● **ARBEITSAUFTRAG A**
Wer dirigiert laut der Besprechung der Kieler „Zauberflöte“ die neue Inszenierung?
● **ARBEITSAUFTRAG B**
Fassen Sie die Besprechung der Kieler „Zauberflöte“ in zwei Sätzen zusammen.
● **ARBEITSAUFTRAG C**
Führen Sie die Besprechung der Kieler „Zauberflöte“ im Anschluss an ihren letzten Satz fort.

● **TEXT ZUR PRÜFUNG**

----

Die Zauberflöte - taufrisch entrümpelt
2005.09.27 05:39
Die Zauberflöte - taufrisch entrümpelt
Weihevolle Priesterchöre, die listigen Kriegerinnen der sternflammenden Königin der Nacht, Papageno, der lustige Naturmensch, Tamino und Pamina, das Paar, das geheimnisvolle Prüfungen besteht und männliches und weibliches Prinzip versöhnt - das gibt es alles natürlich auch in der neuen Inszenierung von Mozarts "Zauberflöte" am Kieler Opernhaus. In der Regie von Freo Majer wird aber aus den bekannten Grundelementen der Handlung mit vielen originellen Einfällen und konsequent eigenwillig eine neue Zauberflöte ganz frisch auf die Bühne gebracht.
Unter dem wuchtigen und schwungvollen Dirigat von Generalmusikdirektor Georg Fritzsch lässt sich auch die Partitur teilweise ganz neu entdecken. Und auch, wenn die eigentliche Zauberflöte auf der Bühne dieses Mal gar nicht zu sehen war, entfaltete die Vorstellung einen ganz ungewohnten Zauber - offensichtlich aber nicht für alle Premierenbesucher, denn in den kräftigen Applaus für die musikalische Seite mischten sich genauso kräftige Buhrufe für Regie, Bühnenbild und Kostüme.
Viel ist über die Handlung der Zauberflöte schon geschrieben worden und Aufführungsgewohnheiten aus vielen tausend Inszenierungen verdecken manchmal den Kern der Geschichte. Und so ist es auch gut, wenn das Stück in der aktuellen Inszenierung von Freo Majer noch einmal selbst befragt und von den Sängerinnen und Sängern in Gestalt des Textbuches auf der Bühne immer wieder neu zu Rate gezogen wird. Die entstehende interessante Mischung aus Distanz zu Priesterpathos, hohler Moral und gesellschaftlich überholten Aussagen ("ein Weib tut wenig, plaudert viel") und leidenschaftlicher Anteilnahme für die dargestellten Figuren ist spannend und aufschlussreich, auch wenn manche Einfälle vielleicht rätselhaft oder auch mal überdreht wirken. Der alte Papageno im Federkleid und mit Vogelkäfig wird immerhin gleich am Anfang zu Recht in den Keller geschickt.

----

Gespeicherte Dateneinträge
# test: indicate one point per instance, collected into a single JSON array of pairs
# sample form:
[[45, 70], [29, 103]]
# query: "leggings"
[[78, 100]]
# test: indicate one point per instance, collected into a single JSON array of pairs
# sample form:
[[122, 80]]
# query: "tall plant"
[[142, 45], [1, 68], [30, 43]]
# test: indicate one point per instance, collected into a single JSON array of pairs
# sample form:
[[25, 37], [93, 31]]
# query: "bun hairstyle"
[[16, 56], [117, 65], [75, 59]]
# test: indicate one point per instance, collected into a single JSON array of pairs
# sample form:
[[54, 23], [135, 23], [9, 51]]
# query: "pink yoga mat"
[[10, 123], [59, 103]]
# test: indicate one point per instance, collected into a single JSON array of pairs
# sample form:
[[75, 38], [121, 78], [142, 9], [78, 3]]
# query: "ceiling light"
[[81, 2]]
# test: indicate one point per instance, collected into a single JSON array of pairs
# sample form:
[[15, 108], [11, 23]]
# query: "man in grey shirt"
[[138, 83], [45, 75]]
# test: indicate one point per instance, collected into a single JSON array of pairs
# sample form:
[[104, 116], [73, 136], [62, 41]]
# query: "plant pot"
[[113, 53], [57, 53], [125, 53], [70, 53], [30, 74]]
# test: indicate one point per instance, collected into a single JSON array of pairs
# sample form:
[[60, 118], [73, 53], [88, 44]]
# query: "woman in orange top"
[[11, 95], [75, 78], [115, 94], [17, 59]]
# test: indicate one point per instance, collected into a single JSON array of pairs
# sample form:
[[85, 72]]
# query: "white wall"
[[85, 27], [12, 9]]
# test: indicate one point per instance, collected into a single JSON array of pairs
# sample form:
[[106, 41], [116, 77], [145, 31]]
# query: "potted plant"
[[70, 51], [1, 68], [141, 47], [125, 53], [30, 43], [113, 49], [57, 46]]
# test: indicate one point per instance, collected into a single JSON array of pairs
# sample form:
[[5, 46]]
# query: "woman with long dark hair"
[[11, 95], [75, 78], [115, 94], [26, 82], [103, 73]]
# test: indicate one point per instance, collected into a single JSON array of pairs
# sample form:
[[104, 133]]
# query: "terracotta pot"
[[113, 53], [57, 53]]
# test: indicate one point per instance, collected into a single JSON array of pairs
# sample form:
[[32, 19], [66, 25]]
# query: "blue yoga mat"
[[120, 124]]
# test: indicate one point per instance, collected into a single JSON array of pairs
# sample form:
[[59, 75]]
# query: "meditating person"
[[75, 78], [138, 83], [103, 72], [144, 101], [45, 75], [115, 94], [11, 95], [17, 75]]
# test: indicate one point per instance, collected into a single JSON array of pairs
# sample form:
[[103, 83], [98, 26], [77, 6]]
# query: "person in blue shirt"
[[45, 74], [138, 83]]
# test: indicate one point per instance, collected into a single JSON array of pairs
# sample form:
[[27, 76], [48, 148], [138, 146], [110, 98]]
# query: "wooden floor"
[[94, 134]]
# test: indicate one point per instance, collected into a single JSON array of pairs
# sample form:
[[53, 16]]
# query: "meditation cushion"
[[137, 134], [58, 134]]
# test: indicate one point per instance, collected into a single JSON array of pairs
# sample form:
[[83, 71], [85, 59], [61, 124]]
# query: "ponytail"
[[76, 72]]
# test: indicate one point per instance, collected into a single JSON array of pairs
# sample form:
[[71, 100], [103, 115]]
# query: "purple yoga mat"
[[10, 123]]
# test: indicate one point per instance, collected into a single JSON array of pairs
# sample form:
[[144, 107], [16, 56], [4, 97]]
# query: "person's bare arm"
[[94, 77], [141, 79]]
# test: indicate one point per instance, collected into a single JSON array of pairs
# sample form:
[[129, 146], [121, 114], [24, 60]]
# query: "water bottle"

----

● **SCHRIFTLICHE ANTWORT A**
Generalmusikdirektor Georg Fritzsch.

● **SCHRIFTLICHE ANTWORT B**
Freo Majer bringt Mozarts „Zauberflöte“ am Kieler Opernhaus mit vielen originellen Einfällen ganz frisch auf die Bühne, wobei die Sängerinnen und Sänger das Textbuch immer wieder neu zu Rate ziehen. Unter dem schwungvollen Dirigat von Georg Fritzsch lässt sich die Partitur teilweise neu entdecken, doch in den kräftigen Applaus für die Musik mischten sich Buhrufe für Regie, Bühnenbild und Kostüme.

● **SCHRIFTLICHE ANTWORT C**
Dass bei dieser Deutung keine weihevolle Langeweile aufkommen wird, ist schon nach den ersten Klängen der Ouvertüre klar. Georg Fritzsch nimmt die Partitur in sportlichem Tempo und das in kleiner Besetzung im hochgefahrenen Orchestergraben versammelte Philharmonische Orchester folgt ihm verlässlich und virtuos bei behutsamer Annäherung an historische Klangvorbilder. Wie sich das schnelle Tempo für die Sänger aber zum gefährlichen Hürdenlauf entwickeln kann, lässt sich dann leider bei den Arien der Königin der Nacht studieren. Ji-Young Jun beginnt mit einer eindrucksvollen Gestaltung, kann dann aber die sicher bekanntesten Koloraturen der Opernliteratur nicht aussingen. Wie ihre Spitzentöne bei einem etwas langsameren Tempo hätten funkeln können, bleibt offen.
Auf der abgesehen von Requisitenkisten weitgehend leeren Bühne von Stéphane Laimé kann die neue Bühnentechnik ihre eindrucksvolle Wirkung entfalten. Selten schien die Bühne so geräumig wie in der neuen Zauberflöte und der von Chordirektor David Maiwald gut vorbereitete Chor fügt sich mit Leichtigkeit in die Szene ein. Bemerkenswert wie es der Regie gelingt, mit humorvollen Ideen auch tausendfach gehörten Arien neues Leben einzuhauchen. Die von Johannes An klangschön und kräftig gesungene Bildnis-Arie des Tamino ist hierfür ein gutes Beispiel, genauso wie die von Mirko Janiska sympathisch gestalteten Auftritte des im wahren Sinne des Wortes erdverbundenen Naturmenschen Papageno. Ganz beim Wort genommen wird das Libretto bei der Figur der Papagena, die in Kiel jetzt doppelt als altes Weib (Marita Dübbers klangvoll auch in einer reinen Sprechrolle) und junges Geflügel (Michaela Rams) auf die Bühne kommt.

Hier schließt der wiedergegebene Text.